(Pointing dataset excerpts)
_ _ _ _ _

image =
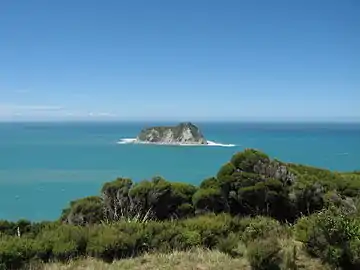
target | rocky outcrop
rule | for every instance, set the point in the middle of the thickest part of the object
(183, 133)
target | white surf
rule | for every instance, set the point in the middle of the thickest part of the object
(209, 143)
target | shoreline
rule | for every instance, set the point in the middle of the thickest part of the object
(135, 141)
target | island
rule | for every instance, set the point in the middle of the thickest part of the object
(181, 134)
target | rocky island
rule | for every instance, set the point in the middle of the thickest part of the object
(183, 133)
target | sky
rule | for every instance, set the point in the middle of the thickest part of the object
(180, 60)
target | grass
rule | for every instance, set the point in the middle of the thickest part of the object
(198, 259)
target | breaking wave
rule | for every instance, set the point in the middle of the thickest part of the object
(209, 143)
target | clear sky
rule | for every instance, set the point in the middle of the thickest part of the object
(180, 60)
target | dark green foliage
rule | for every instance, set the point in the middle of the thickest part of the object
(208, 200)
(211, 182)
(264, 254)
(62, 243)
(247, 204)
(259, 228)
(333, 235)
(88, 210)
(15, 252)
(248, 159)
(226, 170)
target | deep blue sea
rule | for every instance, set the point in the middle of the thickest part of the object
(45, 165)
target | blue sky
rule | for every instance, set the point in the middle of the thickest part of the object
(180, 60)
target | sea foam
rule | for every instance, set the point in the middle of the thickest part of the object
(209, 143)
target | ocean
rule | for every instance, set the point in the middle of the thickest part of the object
(43, 166)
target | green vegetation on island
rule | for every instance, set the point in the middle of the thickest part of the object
(183, 133)
(256, 213)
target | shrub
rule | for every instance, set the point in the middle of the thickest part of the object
(334, 237)
(211, 228)
(15, 252)
(246, 160)
(264, 254)
(208, 200)
(231, 245)
(108, 243)
(62, 243)
(259, 227)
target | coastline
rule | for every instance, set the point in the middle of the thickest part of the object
(136, 141)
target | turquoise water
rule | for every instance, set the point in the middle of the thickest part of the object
(44, 166)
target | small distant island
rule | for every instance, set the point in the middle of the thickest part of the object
(183, 133)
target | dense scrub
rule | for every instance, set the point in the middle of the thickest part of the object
(250, 208)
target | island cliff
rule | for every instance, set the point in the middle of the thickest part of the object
(183, 133)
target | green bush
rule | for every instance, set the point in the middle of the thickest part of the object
(264, 254)
(231, 245)
(246, 160)
(333, 236)
(211, 228)
(62, 243)
(259, 227)
(208, 200)
(108, 243)
(16, 252)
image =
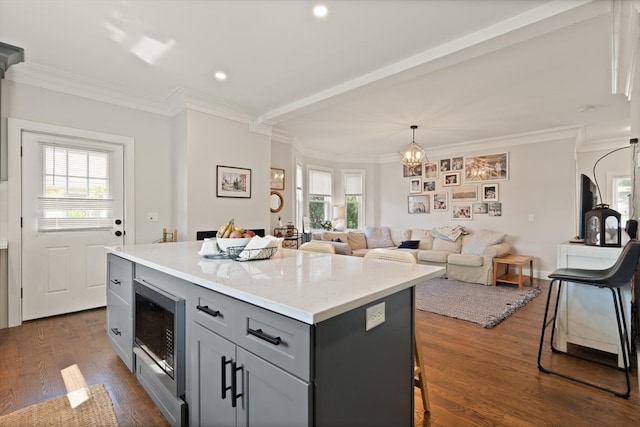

_ _ _ _ _

# DO THIS
Can you repeat the lines above, beginning at the line that contains "target | turquoise water" and stopping after the very last line, with both ends included and the pictures left out?

# ANSWER TO THIS PROBLEM
target | turquoise water
rule | for every instance, set the point in the middle of the thickest part of the object
(44, 166)
target | small distant island
rule | for every instance, set the point in the middle of the thickest part of the object
(183, 133)
target | dense scrub
rule | for every instance, set the point in the middle of the thickest part of the object
(250, 208)
target | island cliff
rule | for every instance, set the point in the middle of the thickest part of the object
(183, 133)
target | green bush
rule | for every instance, set the point in the middle of the thickest part of the object
(264, 254)
(231, 245)
(246, 160)
(333, 236)
(211, 228)
(62, 243)
(259, 227)
(208, 200)
(108, 243)
(16, 252)
image =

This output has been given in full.